**Given passage**:
Pacific | September 01, 2022

At its heart, education is a deeply cultural endeavor, with important local connections and implications for students, communities, and societies. And for centuries, Indigenous communities across the Pacific region have valued local context, culture, and history as integral to the education its young people received.

Through colonization and globalization, across the Pacific and elsewhere, the major features of Western-style education1 were perpetuated and given priority over Indigenous knowledge systems, instilling Western values, lifestyles, and ways of living into Indigenous and Native populations. Scholars in history, psychology, and education have traced the harmful effects of Western schooling on Native American populations,2 such as the mental and physical harm endured by survivors of Native American boarding schools and the intergenerational trauma experienced by their children and descendants.3

Recently, my REL Pacific colleagues and partners have seen a revitalization of leaders incorporating culturally relevant, responsive, and sustaining educational approaches in schools across the region, embracing a diversity of knowledge, and promoting teaching and learning that is adaptive, innovative, and deeply connected to students’ identities. Drawing attention to the cultural practices of Indigenous and Native students, these pedagogies encourage educators to "support young people in sustaining the cultural and linguistic competence of their communities while simultaneously offering access to dominant cultural competence."4

What are some of the differences between Western educational approaches and the traditional approaches common across the Pacific? Western education holds many recognizable components, such as:

  • Learning as an individual activity. Schooling is primarily focused on each student’s personal learning activities and independent responsibility.

**Work to be completed**: Could you return the entire passage above on education in the Pacific, word for word?

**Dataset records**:
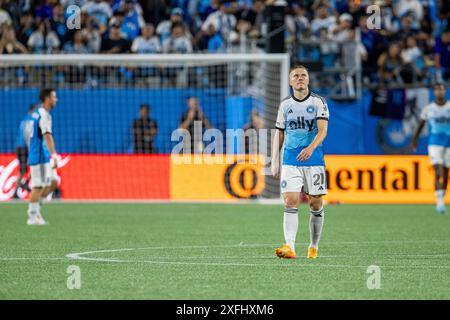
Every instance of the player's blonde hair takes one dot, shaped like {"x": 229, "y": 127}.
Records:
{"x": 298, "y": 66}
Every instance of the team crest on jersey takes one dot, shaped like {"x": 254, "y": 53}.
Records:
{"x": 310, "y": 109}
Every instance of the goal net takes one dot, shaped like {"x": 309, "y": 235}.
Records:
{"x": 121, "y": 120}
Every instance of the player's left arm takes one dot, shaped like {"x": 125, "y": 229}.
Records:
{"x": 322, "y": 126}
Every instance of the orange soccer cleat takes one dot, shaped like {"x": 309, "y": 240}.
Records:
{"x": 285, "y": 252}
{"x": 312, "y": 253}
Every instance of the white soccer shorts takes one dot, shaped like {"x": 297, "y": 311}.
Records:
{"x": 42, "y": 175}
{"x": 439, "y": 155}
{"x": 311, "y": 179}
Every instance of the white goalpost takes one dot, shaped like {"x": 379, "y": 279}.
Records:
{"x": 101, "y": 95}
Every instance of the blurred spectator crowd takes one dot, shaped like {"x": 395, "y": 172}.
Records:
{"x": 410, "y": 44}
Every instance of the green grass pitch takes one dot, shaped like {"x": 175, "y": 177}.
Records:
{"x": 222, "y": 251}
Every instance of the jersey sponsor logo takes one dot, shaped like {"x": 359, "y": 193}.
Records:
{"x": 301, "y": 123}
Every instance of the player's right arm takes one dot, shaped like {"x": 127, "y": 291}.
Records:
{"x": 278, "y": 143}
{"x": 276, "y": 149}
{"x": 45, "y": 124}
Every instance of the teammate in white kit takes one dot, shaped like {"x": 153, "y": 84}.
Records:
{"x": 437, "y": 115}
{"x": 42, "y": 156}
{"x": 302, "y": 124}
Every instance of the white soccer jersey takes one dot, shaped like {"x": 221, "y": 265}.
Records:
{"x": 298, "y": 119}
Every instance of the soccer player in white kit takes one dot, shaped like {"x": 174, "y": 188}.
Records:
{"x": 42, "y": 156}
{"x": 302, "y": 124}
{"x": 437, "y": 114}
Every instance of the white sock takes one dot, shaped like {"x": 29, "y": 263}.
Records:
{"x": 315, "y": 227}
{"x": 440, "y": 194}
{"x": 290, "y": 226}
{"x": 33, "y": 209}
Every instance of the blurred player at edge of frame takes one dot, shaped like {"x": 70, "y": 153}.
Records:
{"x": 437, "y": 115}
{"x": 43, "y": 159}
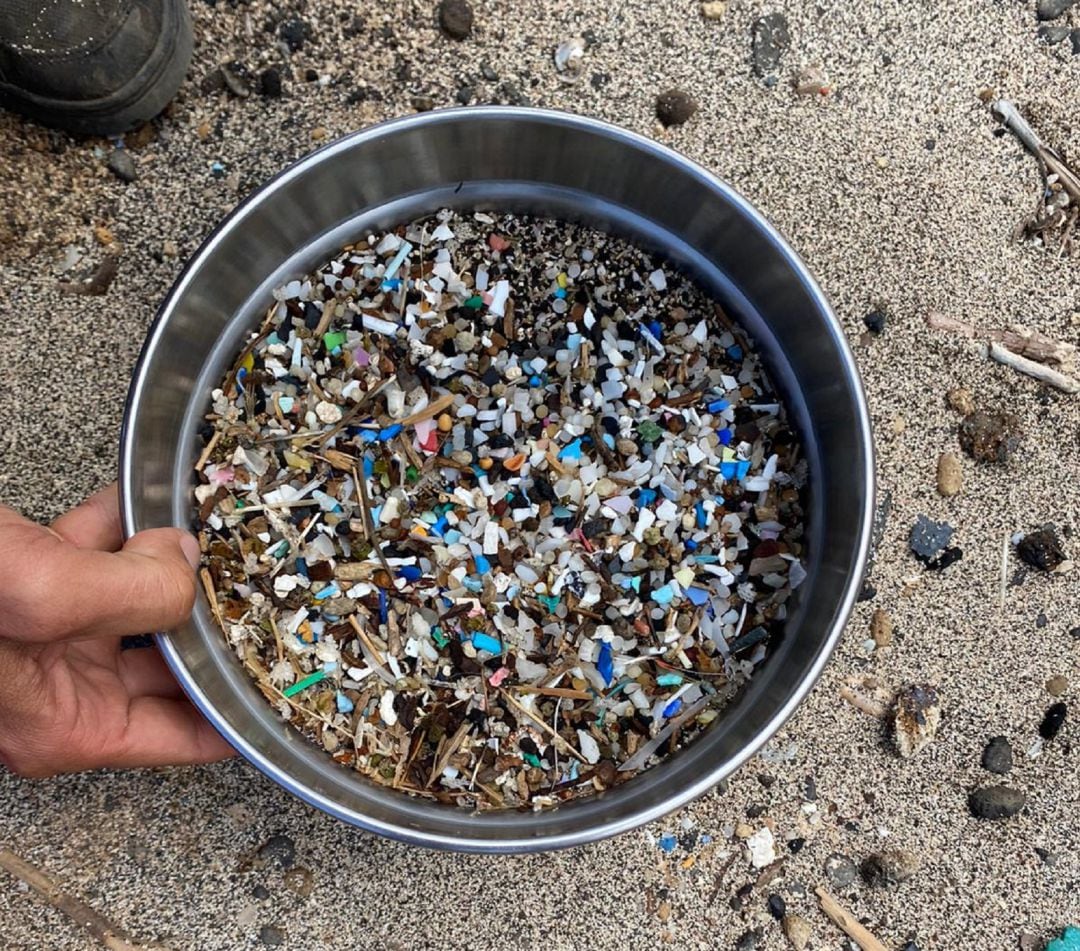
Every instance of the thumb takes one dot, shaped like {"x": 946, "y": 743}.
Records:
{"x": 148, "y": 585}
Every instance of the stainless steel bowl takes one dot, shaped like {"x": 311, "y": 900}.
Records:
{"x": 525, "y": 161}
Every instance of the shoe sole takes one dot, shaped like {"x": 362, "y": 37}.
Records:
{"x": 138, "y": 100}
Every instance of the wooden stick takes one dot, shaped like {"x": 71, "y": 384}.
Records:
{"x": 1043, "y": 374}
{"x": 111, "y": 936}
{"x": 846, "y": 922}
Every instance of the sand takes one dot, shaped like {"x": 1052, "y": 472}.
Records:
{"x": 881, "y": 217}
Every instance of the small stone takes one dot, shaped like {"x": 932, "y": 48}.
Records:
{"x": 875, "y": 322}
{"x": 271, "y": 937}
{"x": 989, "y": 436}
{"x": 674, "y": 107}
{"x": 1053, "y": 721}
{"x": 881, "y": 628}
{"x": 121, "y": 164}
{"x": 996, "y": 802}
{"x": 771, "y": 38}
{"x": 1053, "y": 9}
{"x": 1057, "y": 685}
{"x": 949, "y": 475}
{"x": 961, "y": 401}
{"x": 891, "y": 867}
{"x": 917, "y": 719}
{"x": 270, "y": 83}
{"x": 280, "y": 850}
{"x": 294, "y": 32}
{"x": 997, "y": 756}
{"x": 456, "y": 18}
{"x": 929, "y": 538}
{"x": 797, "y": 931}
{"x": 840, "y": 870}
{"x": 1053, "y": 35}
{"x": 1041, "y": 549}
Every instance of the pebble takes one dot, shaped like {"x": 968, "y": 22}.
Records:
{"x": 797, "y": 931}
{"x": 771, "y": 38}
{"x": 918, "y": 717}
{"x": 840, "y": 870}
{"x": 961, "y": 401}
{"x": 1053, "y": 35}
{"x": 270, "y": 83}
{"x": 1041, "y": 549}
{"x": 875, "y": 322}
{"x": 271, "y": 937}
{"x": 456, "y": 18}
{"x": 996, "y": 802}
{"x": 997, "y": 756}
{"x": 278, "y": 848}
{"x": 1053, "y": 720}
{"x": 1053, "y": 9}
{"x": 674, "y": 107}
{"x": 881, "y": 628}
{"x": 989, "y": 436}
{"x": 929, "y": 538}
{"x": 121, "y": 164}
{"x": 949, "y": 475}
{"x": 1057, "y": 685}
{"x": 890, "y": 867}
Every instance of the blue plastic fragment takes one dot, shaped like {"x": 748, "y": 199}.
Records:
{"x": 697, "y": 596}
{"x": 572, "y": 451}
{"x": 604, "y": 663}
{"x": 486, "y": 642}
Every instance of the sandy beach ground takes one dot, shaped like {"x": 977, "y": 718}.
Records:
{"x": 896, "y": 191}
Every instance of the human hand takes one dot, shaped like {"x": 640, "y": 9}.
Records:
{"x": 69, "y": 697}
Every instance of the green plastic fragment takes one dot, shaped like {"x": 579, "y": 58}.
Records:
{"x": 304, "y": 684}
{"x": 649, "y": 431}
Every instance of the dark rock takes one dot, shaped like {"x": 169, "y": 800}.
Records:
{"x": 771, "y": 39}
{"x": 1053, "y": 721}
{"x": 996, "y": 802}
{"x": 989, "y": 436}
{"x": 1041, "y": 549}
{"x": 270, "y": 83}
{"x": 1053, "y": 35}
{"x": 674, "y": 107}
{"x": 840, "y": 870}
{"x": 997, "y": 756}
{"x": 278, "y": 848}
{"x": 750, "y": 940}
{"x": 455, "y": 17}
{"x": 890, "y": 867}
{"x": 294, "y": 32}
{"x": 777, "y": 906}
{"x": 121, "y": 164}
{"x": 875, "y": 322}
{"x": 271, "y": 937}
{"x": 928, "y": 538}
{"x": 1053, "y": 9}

**The result**:
Pacific | September 01, 2022

At its heart, education is a deeply cultural endeavor, with important local connections and implications for students, communities, and societies. And for centuries, Indigenous communities across the Pacific region have valued local context, culture, and history as integral to the education its young people received.

Through colonization and globalization, across the Pacific and elsewhere, the major features of Western-style education1 were perpetuated and given priority over Indigenous knowledge systems, instilling Western values, lifestyles, and ways of living into Indigenous and Native populations. Scholars in history, psychology, and education have traced the harmful effects of Western schooling on Native American populations,2 such as the mental and physical harm endured by survivors of Native American boarding schools and the intergenerational trauma experienced by their children and descendants.3

Recently, my REL Pacific colleagues and partners have seen a revitalization of leaders incorporating culturally relevant, responsive, and sustaining educational approaches in schools across the region, embracing a diversity of knowledge, and promoting teaching and learning that is adaptive, innovative, and deeply connected to students’ identities. Drawing attention to the cultural practices of Indigenous and Native students, these pedagogies encourage educators to "support young people in sustaining the cultural and linguistic competence of their communities while simultaneously offering access to dominant cultural competence."4

What are some of the differences between Western educational approaches and the traditional approaches common across the Pacific? Western education holds many recognizable components, such as:

  • Learning as an individual activity. Schooling is primarily focused on each student’s personal learning activities and independent responsibility.